» **TEXT SECTION**:
Segment Open

Structural determinants (a) and models (b, c) of CaV1.2 activation. a The α1c subunit in top view, represented as gray transparent surface. The S4 and S6 helices are shown as cartoon. Blue spheres represent the charged residues on the S4 segments. Orange spheres represent the G/A/G/A positions on the S6 segments. The black dotted line indicates a cooperative unit. The outlined double arrows indicate interactions of S4 segments (IS4 - IVS4) with all four G/A/G/A positions. Two gating concepts have been proposed: In the cooperative gating model (Beyl et al., figure b) upward movement of S4 segments disengages the interlinked (illustrated as invaginations) S6 gates and channels enter the activated/not open conformation. Further separation of S6 gates results in concerted channel opening. In this way, a single VS can modulate all four pore-forming elements (as observed in experiments [13]). Upward movement of IS4 (and IIIS4) is a rate-limiting step for activation [15]. c In a gating model proposed by Pantazis et al. [71], the authors estimated the energy (W1 to W4) contributed by individual S4 segments to pore opening based on fluorescence changes of CaV1.2 constructs with individually labeled S4 segments during voltage clamp steps. Calculated different energies (W1 to W4) suggest that IIS4 and IIIS4 provide most of the energy for pore opening. This figure is modified from Proceedings of the National Academy of Sciences. Pantazis et al. [71]

A gradual reduction of the slope factor of the inactivation curve on stepwise neutralization of IS4 charges is shown in Fig. 11. Apparent enhancement of inactivation caused by IS4 neutralization is also evident from the accelerated time course of current decay. This steeper voltage dependence (Fig. 11a) can be understood assuming that IS4 moves through sub-states that are stabilized by interactions of IS4 charges with surrounding residues [32]. In this scenario, neutralization of these charges reduces the number of interactions (e.g., salt bridges) and correspondingly the number of sub-states that IS4 can occupy between full activation and inactivation ([19], see also supplemental Fig. 2 in Andranovits et al. [6]).

Segment Closed

» **COMPLETE THE FOLLOWING**:
1. Name every author group that the CaV1.2 text cites by name.
2. In the CaV1.2 text, which S4 segments provide most of the energy for pore opening, according to the Pantazis et al. calculations?

» **DATA EXTRACT**:
Segment Open

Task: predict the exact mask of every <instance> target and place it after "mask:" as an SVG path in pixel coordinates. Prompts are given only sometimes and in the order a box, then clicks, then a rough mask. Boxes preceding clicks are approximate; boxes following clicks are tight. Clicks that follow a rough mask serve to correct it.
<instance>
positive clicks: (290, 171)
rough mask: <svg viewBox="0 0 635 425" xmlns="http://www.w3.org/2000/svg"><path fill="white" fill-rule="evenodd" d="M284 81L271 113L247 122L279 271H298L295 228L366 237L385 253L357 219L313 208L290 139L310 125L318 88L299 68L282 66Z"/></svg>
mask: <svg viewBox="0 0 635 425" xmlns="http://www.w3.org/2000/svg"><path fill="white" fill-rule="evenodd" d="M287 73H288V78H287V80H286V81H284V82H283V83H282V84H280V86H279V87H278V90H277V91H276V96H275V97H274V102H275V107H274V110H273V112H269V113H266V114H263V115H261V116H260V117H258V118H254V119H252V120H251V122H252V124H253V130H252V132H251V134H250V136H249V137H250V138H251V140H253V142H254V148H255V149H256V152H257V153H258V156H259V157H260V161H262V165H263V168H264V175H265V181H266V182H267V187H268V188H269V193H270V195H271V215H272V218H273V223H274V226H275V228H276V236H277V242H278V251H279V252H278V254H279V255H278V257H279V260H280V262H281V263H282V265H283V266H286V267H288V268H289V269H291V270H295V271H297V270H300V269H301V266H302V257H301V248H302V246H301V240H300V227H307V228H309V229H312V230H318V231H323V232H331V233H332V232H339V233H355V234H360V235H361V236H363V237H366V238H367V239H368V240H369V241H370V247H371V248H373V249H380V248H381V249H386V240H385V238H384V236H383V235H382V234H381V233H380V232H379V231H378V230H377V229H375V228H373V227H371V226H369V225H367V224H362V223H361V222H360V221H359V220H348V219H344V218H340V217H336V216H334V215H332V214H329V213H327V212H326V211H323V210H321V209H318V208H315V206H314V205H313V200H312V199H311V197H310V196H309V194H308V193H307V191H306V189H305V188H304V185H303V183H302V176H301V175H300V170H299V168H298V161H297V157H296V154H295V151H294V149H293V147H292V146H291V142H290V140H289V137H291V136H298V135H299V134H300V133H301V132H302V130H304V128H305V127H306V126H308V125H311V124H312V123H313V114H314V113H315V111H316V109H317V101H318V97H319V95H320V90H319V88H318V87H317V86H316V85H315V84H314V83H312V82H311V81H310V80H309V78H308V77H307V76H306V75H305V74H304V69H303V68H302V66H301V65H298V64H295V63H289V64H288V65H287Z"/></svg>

Segment Closed

» **TASK ANSWERS**:
1. Beyl et al., Pantazis et al., Andranovits et al.

2. IIS4 and IIIS4.